TO BE DONE:
- a) Reproduce verbatim the passage of the quantum supremacy article that begins at "# Quantum Computational" and ends after "the results 1.".
- b) According to the quantum supremacy article, how long does Google say its problem would take on a state-of-the-art supercomputer?
- c) Write the next part of the quantum supremacy article, starting after its final sentence.

# Quantum Computational Supremacy

Last week Google and collaborators published a paper in which they claim to have achieved Quantum Supremacy , one of the major milestones in quantum computing. The idea of quantum supremacy is to use a programmable quantum device to perform a task that is out-of-reach for any classical computer Google claims to have solved a problem in seconds that would take tens of thousands of years on a state of the art supercomputer. The quantum supremacy experiment has been a long-standing milestone in the field of quantum computation, and as such, skepticism has arised; soon after publication of the article a group in IBM research has challenged the results 1.

Rather than joining in on the controversy of whether or not Google has really achieved quantum supremacy , I want to focus on some more basic questions: what is quantum supremacy, how does one demonstrate quantum supremacy and why is this such an important milestone?

At its core the idea of quantum supremacy is quite straightforward: use a quantum computational device to perform a task that cannot be performed on a classical computer. Because the task itself does not need to be useful in any way, it can be tailor-made to take maximal advantage of the strengths of the quantum computer while containing as little structure as possible. The latter makes it harder to simulate classically. The simplest such experiment is to sample outcomes from random circuits that contain a lot of entangling gates, so that non-classical states are created. However, simply doing random things that are hard to simulate is not enough, after all, scattering laser light of a dust particle creates a similarly hard to simulate interference pattern but we would not call that a computation. The quantum computational device must involve some degree of programmability, otherwise it is just an elaborate physics experiment that is hard to simulate.

DATASET:
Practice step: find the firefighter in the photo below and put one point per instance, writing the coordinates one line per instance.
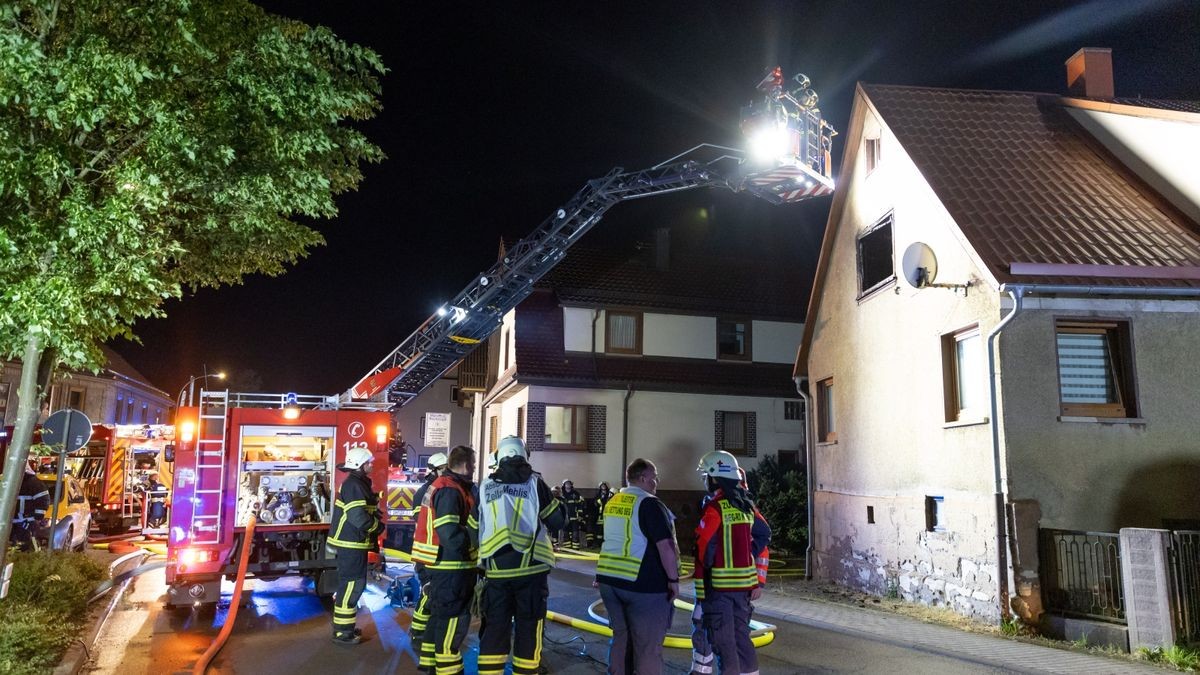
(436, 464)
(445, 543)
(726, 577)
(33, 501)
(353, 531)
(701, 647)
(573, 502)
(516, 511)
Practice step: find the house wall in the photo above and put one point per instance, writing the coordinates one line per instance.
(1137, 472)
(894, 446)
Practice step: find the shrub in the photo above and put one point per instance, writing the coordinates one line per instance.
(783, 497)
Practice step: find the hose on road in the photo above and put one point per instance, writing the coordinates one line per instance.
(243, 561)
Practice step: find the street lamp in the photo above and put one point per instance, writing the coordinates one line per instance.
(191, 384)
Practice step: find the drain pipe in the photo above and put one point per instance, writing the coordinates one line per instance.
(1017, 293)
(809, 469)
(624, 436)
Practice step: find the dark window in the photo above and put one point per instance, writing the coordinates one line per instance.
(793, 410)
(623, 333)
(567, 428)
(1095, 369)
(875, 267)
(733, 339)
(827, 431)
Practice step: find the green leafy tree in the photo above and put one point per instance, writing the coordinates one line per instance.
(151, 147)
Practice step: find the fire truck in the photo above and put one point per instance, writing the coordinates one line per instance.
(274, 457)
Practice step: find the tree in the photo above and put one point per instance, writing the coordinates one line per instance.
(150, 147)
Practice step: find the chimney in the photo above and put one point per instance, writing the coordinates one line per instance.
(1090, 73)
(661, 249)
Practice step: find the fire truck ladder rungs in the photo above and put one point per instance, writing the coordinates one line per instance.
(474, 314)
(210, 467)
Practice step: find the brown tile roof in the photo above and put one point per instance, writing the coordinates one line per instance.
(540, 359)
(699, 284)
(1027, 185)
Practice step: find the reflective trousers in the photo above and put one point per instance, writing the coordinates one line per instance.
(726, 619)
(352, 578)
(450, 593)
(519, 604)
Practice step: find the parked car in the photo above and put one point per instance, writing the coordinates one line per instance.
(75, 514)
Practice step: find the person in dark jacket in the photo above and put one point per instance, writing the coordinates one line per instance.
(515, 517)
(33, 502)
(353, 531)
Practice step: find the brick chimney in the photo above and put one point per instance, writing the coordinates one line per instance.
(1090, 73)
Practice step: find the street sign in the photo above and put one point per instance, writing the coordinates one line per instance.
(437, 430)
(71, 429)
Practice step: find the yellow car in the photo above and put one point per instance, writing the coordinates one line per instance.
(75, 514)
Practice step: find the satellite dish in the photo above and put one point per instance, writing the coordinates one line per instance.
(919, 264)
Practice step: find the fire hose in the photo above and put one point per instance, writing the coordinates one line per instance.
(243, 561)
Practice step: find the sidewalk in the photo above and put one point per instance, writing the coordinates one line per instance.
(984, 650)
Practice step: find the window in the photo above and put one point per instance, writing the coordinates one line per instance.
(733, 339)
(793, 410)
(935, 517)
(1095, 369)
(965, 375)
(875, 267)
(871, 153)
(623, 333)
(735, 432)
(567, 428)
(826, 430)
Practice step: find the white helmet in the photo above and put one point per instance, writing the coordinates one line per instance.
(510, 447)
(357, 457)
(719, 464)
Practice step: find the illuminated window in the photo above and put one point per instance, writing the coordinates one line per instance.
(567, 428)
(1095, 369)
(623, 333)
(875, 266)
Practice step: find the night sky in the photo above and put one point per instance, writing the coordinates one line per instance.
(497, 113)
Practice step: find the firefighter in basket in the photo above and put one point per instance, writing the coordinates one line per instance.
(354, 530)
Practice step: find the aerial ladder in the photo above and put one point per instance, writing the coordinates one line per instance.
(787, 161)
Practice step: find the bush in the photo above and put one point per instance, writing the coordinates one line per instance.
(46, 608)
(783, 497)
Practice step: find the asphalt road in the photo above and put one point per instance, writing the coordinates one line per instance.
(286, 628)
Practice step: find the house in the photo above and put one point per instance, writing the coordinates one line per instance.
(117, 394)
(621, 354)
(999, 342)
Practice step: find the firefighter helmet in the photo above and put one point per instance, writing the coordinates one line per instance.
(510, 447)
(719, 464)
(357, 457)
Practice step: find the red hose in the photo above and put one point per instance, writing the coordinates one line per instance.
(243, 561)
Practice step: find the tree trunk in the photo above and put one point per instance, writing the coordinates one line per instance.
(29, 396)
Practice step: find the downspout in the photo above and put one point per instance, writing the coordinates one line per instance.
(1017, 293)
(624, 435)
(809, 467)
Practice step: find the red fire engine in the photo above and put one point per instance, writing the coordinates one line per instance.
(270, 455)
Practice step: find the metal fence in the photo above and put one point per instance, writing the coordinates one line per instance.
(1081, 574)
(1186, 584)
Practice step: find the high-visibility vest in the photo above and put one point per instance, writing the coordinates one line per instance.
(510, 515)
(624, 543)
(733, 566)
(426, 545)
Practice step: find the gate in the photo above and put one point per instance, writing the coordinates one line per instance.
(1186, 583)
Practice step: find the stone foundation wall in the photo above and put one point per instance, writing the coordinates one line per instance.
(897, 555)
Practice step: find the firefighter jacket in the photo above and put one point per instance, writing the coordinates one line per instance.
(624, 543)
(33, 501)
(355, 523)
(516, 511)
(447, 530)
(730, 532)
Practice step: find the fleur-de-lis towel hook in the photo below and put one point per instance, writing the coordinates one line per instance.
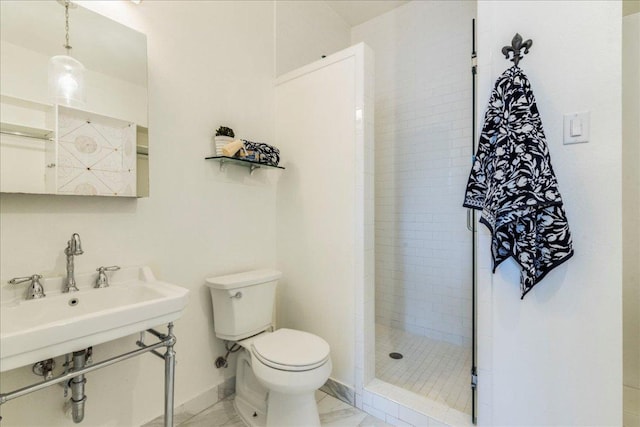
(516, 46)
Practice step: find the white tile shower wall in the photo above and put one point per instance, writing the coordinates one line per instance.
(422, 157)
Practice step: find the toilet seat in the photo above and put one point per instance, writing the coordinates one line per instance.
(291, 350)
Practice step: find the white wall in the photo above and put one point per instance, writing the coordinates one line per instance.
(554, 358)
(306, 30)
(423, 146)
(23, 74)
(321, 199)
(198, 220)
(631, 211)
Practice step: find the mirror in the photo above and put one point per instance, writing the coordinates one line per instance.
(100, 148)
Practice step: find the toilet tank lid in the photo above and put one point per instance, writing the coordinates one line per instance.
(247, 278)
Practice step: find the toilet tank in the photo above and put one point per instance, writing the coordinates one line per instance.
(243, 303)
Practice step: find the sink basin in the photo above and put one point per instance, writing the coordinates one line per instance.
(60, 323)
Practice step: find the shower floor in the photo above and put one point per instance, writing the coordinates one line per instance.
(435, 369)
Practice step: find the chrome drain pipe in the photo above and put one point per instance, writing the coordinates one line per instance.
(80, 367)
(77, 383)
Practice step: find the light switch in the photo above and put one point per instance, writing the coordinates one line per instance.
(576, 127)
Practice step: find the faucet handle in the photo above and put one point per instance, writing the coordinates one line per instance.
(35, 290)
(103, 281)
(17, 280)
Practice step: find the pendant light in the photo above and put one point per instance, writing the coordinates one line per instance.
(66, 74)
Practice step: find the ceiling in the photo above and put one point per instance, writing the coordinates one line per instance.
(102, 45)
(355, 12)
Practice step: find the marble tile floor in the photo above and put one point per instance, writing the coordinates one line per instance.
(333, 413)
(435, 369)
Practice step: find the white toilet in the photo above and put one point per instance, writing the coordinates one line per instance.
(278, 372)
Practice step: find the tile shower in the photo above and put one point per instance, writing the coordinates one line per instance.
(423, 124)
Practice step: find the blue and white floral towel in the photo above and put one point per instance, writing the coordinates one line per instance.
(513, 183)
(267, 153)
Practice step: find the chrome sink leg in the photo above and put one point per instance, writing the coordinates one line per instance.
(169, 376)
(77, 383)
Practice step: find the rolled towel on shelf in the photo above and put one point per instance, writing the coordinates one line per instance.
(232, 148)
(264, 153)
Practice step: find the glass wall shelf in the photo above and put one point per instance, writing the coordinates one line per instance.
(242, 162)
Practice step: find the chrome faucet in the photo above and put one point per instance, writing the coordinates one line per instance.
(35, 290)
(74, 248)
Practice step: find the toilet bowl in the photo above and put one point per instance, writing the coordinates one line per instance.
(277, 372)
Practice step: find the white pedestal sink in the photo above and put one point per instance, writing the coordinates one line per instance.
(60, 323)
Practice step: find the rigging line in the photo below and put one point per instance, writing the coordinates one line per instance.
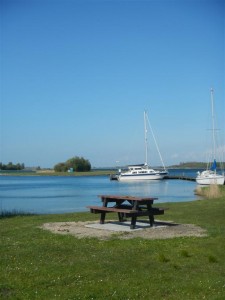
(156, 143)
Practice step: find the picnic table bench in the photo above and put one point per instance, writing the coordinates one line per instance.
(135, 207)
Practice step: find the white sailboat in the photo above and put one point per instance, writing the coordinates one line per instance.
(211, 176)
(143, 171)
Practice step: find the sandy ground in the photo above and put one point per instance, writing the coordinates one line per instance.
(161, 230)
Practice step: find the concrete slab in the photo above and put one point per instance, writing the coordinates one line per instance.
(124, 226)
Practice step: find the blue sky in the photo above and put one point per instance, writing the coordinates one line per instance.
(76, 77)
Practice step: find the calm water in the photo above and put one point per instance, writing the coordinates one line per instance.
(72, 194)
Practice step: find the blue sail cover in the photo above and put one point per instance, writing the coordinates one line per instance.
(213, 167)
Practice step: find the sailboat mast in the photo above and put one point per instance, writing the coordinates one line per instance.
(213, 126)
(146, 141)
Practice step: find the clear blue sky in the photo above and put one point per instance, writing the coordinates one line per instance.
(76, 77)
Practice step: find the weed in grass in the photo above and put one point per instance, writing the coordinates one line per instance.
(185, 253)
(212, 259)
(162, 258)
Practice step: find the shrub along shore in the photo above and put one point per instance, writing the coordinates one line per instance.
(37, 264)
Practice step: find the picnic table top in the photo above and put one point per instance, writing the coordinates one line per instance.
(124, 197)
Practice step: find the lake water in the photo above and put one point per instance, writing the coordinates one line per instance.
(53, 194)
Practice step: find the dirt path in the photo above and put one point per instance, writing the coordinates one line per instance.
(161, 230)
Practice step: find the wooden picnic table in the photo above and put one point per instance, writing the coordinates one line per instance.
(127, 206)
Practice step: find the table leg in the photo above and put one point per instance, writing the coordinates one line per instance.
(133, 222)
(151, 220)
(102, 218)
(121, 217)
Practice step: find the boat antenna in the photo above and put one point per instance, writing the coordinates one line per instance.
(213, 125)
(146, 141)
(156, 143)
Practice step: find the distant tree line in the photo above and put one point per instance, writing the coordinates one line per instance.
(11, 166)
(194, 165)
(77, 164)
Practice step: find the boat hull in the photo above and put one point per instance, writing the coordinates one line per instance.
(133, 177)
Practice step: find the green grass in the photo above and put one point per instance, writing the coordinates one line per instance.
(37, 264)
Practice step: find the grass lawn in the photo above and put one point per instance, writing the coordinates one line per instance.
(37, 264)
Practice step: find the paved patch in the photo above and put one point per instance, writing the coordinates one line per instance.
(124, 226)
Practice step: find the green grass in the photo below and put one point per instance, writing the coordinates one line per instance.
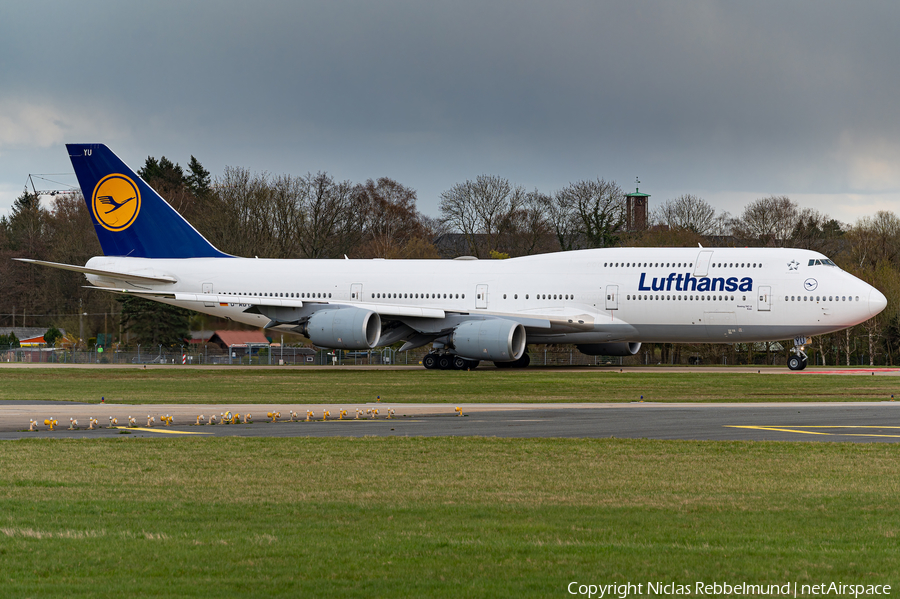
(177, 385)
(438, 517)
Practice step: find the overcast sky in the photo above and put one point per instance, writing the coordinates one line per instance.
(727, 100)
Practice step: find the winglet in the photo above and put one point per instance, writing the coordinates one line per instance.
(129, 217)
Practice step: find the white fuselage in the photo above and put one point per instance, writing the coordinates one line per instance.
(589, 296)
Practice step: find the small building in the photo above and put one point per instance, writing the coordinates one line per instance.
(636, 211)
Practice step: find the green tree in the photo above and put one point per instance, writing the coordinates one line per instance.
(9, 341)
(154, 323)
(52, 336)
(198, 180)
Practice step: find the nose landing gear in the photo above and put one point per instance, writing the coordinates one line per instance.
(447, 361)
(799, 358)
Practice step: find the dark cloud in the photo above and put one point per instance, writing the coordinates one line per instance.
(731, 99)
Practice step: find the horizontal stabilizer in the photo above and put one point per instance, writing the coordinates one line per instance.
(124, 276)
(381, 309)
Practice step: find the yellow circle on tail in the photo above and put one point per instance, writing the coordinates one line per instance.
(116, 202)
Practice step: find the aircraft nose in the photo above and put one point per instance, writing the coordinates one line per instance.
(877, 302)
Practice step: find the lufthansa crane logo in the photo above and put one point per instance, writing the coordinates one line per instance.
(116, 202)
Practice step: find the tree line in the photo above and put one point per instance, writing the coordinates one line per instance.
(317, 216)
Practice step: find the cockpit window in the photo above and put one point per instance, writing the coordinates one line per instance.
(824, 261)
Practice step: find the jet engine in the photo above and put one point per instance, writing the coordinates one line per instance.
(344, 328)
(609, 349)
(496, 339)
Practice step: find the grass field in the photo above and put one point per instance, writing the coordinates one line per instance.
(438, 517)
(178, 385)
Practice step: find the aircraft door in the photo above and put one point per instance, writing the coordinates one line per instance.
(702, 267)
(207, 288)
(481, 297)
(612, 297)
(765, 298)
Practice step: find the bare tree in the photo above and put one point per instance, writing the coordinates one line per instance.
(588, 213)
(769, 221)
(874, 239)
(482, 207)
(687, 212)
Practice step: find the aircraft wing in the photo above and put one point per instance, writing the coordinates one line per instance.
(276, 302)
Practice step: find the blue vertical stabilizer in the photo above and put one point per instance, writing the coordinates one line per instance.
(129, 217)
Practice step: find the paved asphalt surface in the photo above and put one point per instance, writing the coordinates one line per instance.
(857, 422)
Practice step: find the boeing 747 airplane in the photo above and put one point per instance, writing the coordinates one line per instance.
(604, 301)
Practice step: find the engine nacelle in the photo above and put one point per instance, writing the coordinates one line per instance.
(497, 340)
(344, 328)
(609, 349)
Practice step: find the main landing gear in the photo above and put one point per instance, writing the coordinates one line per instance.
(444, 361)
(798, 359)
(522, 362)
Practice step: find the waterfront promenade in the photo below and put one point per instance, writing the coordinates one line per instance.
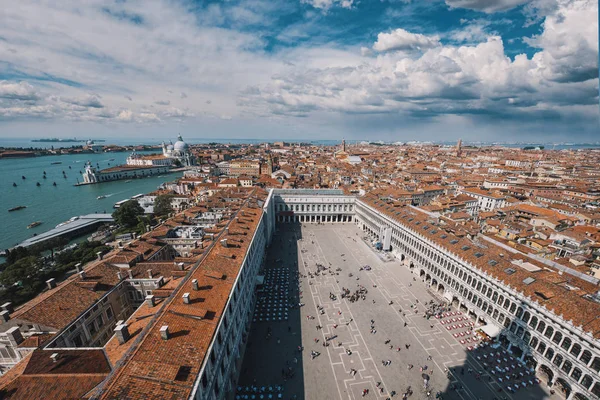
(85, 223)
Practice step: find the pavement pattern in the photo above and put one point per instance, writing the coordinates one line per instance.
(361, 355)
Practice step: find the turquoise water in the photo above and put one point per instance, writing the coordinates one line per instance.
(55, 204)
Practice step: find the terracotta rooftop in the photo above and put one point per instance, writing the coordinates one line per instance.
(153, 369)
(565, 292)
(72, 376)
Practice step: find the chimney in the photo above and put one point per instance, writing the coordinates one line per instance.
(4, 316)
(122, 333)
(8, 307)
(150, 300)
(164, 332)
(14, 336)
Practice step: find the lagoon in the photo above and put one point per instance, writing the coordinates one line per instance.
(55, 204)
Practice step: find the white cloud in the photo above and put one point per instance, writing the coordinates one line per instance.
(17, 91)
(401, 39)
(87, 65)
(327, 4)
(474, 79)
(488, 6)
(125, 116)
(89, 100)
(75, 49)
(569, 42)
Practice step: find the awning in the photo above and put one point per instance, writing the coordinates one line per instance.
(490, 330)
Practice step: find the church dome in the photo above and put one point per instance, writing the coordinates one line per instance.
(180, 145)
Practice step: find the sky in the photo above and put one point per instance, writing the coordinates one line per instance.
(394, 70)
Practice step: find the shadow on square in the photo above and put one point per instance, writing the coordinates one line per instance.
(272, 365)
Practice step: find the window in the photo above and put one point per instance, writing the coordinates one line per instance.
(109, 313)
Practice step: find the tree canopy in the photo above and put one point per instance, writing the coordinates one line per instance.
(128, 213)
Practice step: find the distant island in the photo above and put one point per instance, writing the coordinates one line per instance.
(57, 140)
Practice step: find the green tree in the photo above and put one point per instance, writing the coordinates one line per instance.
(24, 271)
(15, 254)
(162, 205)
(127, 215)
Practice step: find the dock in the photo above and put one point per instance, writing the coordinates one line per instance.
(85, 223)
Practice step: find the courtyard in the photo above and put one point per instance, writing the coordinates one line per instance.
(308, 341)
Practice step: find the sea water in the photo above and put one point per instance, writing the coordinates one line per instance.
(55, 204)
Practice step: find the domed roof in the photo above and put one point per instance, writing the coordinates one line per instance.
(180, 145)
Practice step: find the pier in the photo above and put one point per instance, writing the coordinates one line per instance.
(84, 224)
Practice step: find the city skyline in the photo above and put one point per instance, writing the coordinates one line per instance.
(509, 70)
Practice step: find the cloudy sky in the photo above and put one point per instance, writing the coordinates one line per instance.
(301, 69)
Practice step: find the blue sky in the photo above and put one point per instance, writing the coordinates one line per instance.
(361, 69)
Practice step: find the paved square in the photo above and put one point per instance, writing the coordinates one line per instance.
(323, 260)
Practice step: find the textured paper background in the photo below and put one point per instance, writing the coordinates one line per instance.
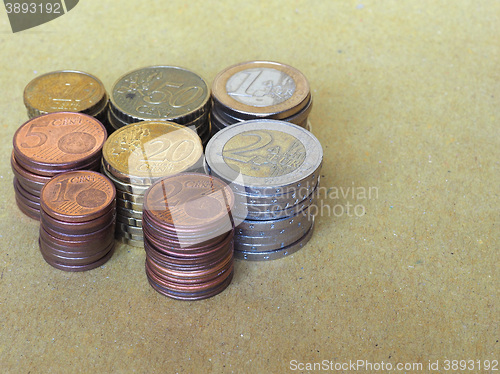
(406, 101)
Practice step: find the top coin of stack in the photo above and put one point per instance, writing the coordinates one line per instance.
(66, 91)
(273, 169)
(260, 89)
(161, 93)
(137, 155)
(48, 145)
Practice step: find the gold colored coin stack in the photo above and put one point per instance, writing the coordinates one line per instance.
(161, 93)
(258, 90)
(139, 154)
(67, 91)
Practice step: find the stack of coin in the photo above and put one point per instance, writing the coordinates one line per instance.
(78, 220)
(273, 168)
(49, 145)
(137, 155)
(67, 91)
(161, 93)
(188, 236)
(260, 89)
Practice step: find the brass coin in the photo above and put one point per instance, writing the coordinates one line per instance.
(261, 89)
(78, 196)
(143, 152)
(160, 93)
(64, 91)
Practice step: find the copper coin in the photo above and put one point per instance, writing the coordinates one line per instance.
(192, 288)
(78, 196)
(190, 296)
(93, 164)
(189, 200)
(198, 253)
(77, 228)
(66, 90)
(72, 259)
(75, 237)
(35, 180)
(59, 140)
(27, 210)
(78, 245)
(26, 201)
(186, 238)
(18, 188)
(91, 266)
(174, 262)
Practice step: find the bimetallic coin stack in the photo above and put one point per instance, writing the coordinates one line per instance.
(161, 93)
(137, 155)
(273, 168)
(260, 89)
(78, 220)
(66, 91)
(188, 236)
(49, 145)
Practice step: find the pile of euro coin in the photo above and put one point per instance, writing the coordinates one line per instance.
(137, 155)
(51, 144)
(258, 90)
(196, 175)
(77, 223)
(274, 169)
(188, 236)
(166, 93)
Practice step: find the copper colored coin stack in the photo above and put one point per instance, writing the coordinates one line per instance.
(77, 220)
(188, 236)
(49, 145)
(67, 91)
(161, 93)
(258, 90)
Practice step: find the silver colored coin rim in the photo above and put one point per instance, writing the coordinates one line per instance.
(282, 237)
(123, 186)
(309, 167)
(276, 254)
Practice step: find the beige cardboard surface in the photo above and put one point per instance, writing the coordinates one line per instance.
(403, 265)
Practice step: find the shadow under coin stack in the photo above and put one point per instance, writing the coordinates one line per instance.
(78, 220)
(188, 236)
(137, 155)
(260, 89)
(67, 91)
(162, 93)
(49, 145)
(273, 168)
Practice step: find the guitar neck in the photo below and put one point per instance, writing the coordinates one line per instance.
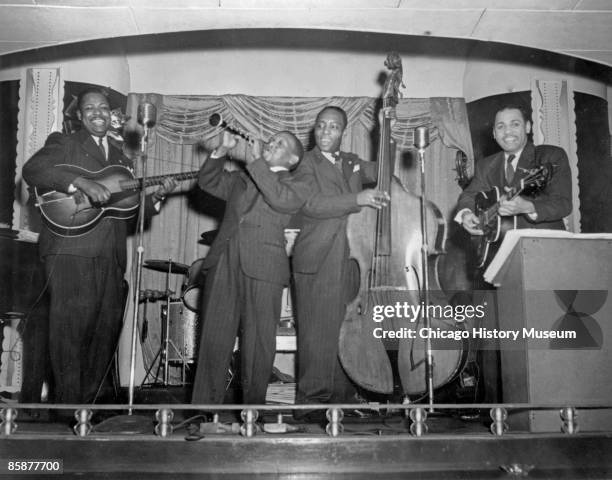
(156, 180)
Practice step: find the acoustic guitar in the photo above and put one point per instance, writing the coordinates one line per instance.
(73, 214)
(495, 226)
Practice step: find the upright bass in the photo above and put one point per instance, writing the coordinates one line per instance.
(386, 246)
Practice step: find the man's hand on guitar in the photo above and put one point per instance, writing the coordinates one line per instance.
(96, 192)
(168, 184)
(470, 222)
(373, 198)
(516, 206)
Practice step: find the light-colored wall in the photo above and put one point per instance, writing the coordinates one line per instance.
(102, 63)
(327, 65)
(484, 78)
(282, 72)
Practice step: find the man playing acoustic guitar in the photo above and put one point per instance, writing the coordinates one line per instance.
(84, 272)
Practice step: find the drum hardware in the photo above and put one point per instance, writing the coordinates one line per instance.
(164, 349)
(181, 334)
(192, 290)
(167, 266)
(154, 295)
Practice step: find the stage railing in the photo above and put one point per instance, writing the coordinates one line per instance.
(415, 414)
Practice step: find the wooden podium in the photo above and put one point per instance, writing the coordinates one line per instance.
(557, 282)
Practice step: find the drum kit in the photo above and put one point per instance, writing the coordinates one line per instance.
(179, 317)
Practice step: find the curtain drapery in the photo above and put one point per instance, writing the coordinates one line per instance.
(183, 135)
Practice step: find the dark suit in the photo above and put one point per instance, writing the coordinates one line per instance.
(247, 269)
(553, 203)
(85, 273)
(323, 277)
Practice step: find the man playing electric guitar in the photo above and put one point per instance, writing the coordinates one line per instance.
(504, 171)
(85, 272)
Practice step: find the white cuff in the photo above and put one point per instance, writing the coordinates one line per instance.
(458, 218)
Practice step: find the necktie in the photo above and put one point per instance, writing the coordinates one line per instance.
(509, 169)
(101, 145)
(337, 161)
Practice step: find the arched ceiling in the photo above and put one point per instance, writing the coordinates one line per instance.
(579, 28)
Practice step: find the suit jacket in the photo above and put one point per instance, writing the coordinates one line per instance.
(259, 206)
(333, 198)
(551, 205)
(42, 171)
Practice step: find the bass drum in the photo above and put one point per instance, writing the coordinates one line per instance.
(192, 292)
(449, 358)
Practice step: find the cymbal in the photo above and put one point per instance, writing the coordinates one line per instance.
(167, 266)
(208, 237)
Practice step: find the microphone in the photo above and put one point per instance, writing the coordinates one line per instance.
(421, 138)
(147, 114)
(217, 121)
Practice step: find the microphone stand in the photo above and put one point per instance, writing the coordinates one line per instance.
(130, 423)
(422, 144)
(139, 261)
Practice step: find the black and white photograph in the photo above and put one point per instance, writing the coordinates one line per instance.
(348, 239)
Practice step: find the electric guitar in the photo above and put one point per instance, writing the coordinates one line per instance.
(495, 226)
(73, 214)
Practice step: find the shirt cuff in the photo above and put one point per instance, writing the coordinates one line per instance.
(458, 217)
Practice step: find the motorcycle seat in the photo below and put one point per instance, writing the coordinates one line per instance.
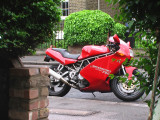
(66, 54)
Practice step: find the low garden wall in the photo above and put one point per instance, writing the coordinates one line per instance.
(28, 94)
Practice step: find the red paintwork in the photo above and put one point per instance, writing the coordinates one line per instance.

EXERCISE RESULTS:
- a)
# Quantum Computational Supremacy

Last week Google and collaborators published a paper in which they claim to have achieved Quantum Supremacy , one of the major milestones in quantum computing. The idea of quantum supremacy is to use a programmable quantum device to perform a task that is out-of-reach for any classical computer Google claims to have solved a problem in seconds that would take tens of thousands of years on a state of the art supercomputer. The quantum supremacy experiment has been a long-standing milestone in the field of quantum computation, and as such, skepticism has arised; soon after publication of the article a group in IBM research has challenged the results 1.

- b) Tens of thousands of years.

- c)
The experiment is performed on a device containing a grid of 53 2 superconducting qubits that are operating in the circuit based paradigm for quantum computing. A key feature of these types of devices is that they are fully programmable, one can in principle execute any quantum circuit on them 3. The computational task is to determine the distribution of outcome probabilities one gets after applying a pseudo-random circuit to the system. The pseudo random circuits are composed of multiple layers that perform random single qubit gates on all qubits simultaneously followed by a specific two qubit gate on specific pairs of qubits.

The moment we have a device capable of achieving quantum supremacy, a very interesting problem arises: if we cannot solve the chosen problem classically, how do we verify that the quantum computer is working and not just producing random garbage bits as output? After all, the solution to this problem cannot easily be verified as is the case in for example prime factorization. The key to this problem lies in a combination of control circuits and finding a way to quantify how well the bit outcomes of the computational device correspond to the expected outcomes. For highly entangled states the distribution of bit outcomes is not uniformly random but rather follows a specific distribution 4. Because of the nature of highly entangled states, even a single error in the circuit results in a very different distribution. Because of this, the deviation of the observed distribution with respect to the expected one forms a good means of quantifying circuit performance. This is expressed as the so-called linear cross-entropy benchmarking fidelity $F_{\mathrm{XEB}}$.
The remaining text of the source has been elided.